Happy Valentine’s Day to our Purple Light family and friends. One of the objects most associated with this holiday is a heart shaped box of chocolates. But, how did this start and where did chocolate come from? Here we provide you with a brief history of chocolate.
The History of Cacao
Cacao is the beanlike seed from which chocolate is produced. The first human consumption of cacao dates to about 1,900BC in Mesoamerica. The Olmec, Mayan and Aztec cultures all revered cacao and thought that it was a gift from the gods (Quetzalcoatl to be specific). But, the product that they enjoyed was a bitter, frothy drink that was believed to be an aphrodisiac. This is how chocolate came to be associated with romance. The drink was restricted to the ruling class only, and it was so valuable that the beans could be used as money. Cacao grew better near the moist coastal regions, than in the dryer central highlands of Mexico. So the next time you’re relaxing at the beach in Cancun, enjoy a chocolate. You can tell your friends you participated in important historical culinary research while on vacation.
Columbus was the first European to come in contact with cacao. Because of the native’s reverence for the bean, he thought that it was important enough to bring back to Europe. But, it never caught on. Following conquistadors also came in contact with cacao. But, its bitter taste (and the unappetizing appearance of the drink made with it) still prevented it from becoming popular in Europe. It wasn’t until Spanish friars added sugar or honey, and cinnamon, to the drink that it began to catch on. In the 16th century it began to become popular among the nobility and wealthy merchant classes. It was extraordinarily expensive, and to be able to taste chocolate showed your importance and stature. This was how chocolate gained its prestige as a gift. What better way to show your lover how much they are worth to you?

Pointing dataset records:
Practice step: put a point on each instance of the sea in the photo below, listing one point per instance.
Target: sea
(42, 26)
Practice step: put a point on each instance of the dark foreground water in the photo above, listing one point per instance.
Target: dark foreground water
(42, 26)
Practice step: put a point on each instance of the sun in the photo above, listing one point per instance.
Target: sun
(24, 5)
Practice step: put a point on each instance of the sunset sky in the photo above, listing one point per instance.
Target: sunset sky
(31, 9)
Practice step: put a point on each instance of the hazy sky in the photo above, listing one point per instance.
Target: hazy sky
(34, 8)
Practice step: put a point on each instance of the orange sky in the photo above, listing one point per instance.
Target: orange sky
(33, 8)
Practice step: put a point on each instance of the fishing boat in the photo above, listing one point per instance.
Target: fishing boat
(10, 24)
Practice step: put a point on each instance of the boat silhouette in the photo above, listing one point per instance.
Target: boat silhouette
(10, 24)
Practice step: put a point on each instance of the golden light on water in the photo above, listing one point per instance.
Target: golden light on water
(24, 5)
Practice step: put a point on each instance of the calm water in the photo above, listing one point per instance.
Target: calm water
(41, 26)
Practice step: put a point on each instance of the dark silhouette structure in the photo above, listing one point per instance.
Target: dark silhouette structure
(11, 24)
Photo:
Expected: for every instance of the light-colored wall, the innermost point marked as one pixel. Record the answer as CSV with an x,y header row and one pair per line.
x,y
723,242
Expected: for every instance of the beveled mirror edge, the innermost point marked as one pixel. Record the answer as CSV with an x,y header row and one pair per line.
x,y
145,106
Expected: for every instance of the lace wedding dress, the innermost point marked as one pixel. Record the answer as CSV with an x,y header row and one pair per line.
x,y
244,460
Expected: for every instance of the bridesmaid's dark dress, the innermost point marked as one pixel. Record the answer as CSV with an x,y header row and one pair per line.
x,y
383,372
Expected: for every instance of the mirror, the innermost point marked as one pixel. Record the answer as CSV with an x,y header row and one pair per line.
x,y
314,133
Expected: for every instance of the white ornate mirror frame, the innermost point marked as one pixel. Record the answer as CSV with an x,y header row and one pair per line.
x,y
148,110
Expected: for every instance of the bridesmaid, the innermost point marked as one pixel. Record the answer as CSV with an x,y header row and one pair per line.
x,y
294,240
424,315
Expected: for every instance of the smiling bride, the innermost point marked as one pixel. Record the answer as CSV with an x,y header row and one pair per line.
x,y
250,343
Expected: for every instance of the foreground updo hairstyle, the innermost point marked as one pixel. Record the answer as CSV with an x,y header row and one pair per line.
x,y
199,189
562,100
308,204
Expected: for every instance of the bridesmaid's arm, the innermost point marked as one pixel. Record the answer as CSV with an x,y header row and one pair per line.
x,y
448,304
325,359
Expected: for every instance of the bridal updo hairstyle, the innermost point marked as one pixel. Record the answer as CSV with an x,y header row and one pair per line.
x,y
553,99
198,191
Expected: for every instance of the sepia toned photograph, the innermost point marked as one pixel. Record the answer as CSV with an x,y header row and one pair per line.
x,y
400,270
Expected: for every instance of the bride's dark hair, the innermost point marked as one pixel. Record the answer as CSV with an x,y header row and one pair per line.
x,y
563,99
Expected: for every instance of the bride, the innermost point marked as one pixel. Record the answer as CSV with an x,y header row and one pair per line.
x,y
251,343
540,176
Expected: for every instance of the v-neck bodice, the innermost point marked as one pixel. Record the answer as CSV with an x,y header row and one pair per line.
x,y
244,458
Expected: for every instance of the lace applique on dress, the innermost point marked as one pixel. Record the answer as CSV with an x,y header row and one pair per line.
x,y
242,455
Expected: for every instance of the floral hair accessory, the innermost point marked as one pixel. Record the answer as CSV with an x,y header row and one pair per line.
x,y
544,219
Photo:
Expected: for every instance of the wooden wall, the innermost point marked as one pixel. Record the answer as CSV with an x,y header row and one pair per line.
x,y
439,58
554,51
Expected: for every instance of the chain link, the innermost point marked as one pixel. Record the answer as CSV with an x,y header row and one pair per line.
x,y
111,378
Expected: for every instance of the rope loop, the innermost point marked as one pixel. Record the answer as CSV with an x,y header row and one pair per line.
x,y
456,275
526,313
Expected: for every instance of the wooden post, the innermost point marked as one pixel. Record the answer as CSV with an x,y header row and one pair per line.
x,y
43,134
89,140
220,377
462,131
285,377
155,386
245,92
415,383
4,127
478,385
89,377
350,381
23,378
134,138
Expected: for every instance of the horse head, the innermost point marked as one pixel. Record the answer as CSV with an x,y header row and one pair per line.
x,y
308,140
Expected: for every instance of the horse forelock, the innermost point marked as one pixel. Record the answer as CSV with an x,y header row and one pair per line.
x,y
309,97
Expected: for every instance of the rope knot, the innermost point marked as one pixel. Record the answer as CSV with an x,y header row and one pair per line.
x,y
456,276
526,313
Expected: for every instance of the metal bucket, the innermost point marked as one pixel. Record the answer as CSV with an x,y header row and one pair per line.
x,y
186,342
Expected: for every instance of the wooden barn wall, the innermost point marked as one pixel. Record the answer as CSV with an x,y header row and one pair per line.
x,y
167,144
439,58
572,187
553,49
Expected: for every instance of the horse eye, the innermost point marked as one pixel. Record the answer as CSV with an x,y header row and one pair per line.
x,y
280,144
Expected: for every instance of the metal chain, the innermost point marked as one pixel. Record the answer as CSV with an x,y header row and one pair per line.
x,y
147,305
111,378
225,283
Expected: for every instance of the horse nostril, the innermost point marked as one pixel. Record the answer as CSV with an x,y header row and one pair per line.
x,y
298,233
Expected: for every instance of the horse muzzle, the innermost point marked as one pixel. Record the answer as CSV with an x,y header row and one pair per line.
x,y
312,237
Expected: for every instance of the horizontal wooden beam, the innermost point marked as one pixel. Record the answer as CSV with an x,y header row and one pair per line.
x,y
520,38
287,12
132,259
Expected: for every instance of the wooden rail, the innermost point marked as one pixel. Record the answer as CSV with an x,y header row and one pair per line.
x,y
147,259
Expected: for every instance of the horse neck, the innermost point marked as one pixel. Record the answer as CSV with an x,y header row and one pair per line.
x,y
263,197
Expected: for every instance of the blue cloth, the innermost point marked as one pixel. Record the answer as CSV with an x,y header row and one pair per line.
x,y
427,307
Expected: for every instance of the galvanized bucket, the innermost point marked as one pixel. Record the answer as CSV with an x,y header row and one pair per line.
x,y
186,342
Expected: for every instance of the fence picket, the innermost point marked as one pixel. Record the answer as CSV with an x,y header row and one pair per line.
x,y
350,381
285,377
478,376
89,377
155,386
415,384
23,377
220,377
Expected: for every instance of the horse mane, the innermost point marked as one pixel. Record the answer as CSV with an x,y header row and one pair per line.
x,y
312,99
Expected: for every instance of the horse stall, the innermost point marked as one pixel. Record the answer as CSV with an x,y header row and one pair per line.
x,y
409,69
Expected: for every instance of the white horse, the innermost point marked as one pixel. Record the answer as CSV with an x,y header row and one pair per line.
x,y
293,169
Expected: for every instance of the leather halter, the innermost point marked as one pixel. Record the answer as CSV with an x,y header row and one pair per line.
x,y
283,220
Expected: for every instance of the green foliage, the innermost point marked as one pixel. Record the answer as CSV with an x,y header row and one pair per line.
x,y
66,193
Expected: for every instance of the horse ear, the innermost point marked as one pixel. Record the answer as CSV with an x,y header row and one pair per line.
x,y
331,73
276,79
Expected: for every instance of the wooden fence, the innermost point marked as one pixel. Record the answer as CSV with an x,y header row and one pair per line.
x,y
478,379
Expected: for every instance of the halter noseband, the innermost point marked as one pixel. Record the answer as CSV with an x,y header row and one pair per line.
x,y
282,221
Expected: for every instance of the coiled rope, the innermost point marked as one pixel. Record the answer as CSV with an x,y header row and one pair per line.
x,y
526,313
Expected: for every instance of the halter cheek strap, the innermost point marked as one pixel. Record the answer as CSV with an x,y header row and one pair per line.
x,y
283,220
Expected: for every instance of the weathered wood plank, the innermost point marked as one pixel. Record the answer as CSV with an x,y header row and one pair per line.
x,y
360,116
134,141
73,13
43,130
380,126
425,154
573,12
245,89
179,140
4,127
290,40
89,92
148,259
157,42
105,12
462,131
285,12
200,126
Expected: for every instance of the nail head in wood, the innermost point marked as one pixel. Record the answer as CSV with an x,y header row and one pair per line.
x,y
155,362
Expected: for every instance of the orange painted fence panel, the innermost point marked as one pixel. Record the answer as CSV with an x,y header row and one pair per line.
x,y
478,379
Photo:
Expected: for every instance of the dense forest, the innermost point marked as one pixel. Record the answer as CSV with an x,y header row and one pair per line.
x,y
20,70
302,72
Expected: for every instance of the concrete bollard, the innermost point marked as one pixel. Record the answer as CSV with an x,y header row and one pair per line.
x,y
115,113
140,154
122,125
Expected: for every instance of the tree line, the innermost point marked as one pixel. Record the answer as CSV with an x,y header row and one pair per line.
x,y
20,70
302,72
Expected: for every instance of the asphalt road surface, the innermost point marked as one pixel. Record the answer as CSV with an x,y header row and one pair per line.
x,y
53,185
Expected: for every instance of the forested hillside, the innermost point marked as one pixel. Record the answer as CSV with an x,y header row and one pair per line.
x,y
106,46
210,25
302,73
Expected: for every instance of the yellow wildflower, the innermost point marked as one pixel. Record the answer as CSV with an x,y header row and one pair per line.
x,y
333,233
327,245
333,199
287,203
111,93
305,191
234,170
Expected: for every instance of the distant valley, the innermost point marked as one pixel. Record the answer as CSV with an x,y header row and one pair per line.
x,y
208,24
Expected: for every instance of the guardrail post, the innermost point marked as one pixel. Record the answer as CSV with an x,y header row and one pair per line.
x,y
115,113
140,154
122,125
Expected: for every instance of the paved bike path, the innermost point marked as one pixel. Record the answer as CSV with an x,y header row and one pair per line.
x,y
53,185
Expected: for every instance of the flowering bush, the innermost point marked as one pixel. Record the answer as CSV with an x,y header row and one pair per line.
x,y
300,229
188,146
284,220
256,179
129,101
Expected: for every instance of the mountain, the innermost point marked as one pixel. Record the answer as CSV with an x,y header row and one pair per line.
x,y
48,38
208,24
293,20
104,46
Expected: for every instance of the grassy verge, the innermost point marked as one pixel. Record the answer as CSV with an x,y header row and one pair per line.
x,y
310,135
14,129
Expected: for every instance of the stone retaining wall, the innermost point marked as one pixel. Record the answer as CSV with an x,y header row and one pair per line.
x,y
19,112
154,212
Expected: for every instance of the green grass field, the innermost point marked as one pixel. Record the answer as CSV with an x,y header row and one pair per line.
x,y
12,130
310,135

Challenge 1 -> From the chocolate history passage, reproduce word for word the stretch that begins at the words "Columbus was the" and stops after "worth to you?".
Challenge 2 -> According to the chocolate history passage, what did Spanish friars add to the cacao drink before it began to catch on in Europe?

Result 1 ->
Columbus was the first European to come in contact with cacao. Because of the native’s reverence for the bean, he thought that it was important enough to bring back to Europe. But, it never caught on. Following conquistadors also came in contact with cacao. But, its bitter taste (and the unappetizing appearance of the drink made with it) still prevented it from becoming popular in Europe. It wasn’t until Spanish friars added sugar or honey, and cinnamon, to the drink that it began to catch on. In the 16th century it began to become popular among the nobility and wealthy merchant classes. It was extraordinarily expensive, and to be able to taste chocolate showed your importance and stature. This was how chocolate gained its prestige as a gift. What better way to show your lover how much they are worth to you?

Result 2 -> They added sugar or honey, and cinnamon.